Dataset rows on where objects appear:
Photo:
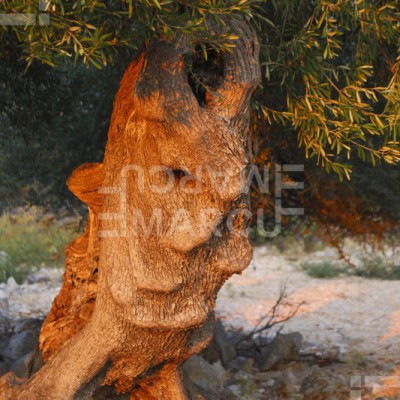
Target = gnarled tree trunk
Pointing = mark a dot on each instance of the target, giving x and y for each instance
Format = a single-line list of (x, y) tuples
[(140, 284)]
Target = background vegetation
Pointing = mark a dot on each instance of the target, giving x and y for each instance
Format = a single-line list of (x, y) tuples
[(329, 99)]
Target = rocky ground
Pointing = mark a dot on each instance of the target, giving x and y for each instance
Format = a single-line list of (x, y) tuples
[(342, 343)]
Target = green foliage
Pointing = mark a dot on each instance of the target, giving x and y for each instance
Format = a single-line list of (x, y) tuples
[(29, 240), (331, 79), (373, 267), (94, 31), (332, 73)]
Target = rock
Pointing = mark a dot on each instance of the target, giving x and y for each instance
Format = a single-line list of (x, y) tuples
[(4, 306), (325, 385), (21, 367), (4, 258), (4, 367), (220, 348), (245, 364), (11, 284), (39, 277), (284, 347), (4, 324), (21, 344), (28, 324), (200, 374)]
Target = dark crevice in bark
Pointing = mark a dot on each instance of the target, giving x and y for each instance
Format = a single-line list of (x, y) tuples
[(204, 74)]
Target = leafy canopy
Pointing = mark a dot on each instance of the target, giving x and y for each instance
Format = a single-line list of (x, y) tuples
[(331, 68)]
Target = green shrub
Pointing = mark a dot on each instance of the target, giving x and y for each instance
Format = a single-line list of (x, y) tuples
[(374, 267), (29, 240)]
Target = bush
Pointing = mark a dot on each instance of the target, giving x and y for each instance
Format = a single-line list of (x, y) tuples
[(30, 239)]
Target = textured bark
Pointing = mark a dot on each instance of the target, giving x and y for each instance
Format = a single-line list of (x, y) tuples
[(145, 300)]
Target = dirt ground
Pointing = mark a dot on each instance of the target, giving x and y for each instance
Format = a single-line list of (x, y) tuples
[(360, 316)]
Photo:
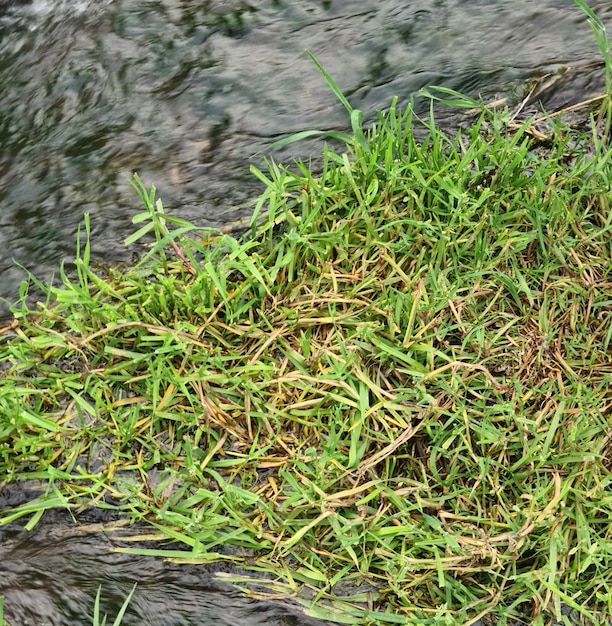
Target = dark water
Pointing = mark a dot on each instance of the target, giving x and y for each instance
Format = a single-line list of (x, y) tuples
[(184, 92), (50, 576)]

• [SHORT EXERCISE]: Copy out exactly the lines between the line containing "Target = background vegetation" and the end of the entries, including both, and leave the pictures behind.

• [FINISHED EXERCISE]:
Target = background vegetation
Pointing = mark a dot on each instance of the target, giving x and y for each instance
Format = a single-line list of (x, y) tuples
[(329, 99)]
Target = rocky ground
Pointing = mark a dot on each instance of the target, giving x and y for each instance
Format = a single-line list of (x, y) tuples
[(342, 343)]
Target = green foliage
Pointing = mark a dot on each instance of the target, giving x and y for each instance
Format = a single-line list of (x, y) tuples
[(29, 240), (331, 79), (373, 267), (94, 31), (332, 73)]
Target = rock
Pointing = mark a dot on each instance of the target, giving x and y for each instance
Format = a single-line list of (x, y) tuples
[(4, 306), (325, 385), (21, 367), (4, 258), (4, 367), (220, 348), (245, 364), (11, 284), (39, 277), (284, 347), (4, 324), (21, 344), (28, 324), (200, 374)]
Target = dark crevice in bark
Pointing = mark a dot on each instance of the target, giving x and y for each instance
Format = a single-line list of (x, y) tuples
[(204, 74)]
Target = leafy canopy
Pointing = mark a dot on each instance of the target, giving x and y for each instance
Format = a single-line list of (x, y) tuples
[(331, 68)]
Target = green shrub
Pointing = mark a dot on each instance of the target, giving x and y for each instance
Format = a single-line list of (x, y) tuples
[(374, 267), (29, 240)]
Target = bush
Pointing = mark a dot on each instance of the target, giving x and y for each instance
Format = a single-line list of (x, y) tuples
[(30, 239)]
Target = textured bark
Pointing = mark a dot on each instance of the target, giving x and y for each instance
Format = a single-line list of (x, y) tuples
[(145, 300)]
Target = dirt ground
Pointing = mark a dot on each instance of the target, giving x and y for each instance
Format = a single-line list of (x, y) tuples
[(360, 316)]
Photo:
Target = dark water
Pointing = mark a dot on each instance of the target, giving x and y for each instance
Format = a single-line list of (x, y) tuples
[(184, 92), (50, 576)]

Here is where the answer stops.